__ABOUT THIS TASK__
For the data below, give again exactly the lines from the one containing "mark the white knit" through the one containing "mark the portrait", both ends included, and no others.

Image point grounding data
BEGIN
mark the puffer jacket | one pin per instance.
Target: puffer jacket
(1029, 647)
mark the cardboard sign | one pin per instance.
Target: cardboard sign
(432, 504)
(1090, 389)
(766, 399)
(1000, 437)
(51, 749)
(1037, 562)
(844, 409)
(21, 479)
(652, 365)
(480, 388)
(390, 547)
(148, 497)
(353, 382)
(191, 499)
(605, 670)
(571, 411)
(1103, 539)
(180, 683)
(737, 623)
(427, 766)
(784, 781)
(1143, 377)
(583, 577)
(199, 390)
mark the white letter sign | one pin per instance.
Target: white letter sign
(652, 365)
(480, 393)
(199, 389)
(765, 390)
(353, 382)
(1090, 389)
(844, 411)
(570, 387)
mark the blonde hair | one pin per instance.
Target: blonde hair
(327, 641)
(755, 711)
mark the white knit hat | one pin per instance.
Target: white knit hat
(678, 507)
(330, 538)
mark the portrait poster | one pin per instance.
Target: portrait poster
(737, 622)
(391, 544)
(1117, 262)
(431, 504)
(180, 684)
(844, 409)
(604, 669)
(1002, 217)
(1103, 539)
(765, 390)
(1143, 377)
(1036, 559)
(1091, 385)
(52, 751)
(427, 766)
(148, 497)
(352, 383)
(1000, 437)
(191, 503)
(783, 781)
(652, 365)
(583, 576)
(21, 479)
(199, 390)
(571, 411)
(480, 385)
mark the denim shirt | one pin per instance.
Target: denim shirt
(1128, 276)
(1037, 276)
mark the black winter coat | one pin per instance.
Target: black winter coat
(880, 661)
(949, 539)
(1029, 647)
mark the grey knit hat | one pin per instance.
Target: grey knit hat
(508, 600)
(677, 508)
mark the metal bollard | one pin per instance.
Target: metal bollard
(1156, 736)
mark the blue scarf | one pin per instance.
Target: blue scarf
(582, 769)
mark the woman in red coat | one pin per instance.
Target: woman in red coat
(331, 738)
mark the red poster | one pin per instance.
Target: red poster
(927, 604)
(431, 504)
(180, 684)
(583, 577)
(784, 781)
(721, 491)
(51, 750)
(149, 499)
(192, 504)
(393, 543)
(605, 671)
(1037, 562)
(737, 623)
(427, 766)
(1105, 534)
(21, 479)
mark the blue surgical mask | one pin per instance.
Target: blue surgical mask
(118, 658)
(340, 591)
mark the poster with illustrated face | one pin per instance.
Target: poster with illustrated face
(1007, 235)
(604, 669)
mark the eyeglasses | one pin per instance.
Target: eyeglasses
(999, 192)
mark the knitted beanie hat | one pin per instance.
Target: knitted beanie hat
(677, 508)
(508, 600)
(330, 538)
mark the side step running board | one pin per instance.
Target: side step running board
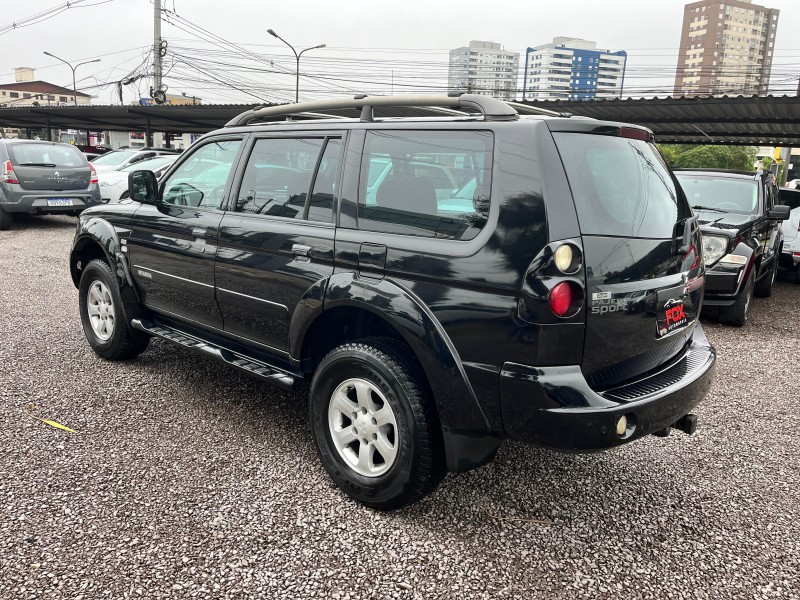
END
__FINAL ANSWER__
mark the white knit hat | one pin per instance.
Target: white knit hat
(678, 507)
(330, 538)
mark the portrait poster | one pin per instance.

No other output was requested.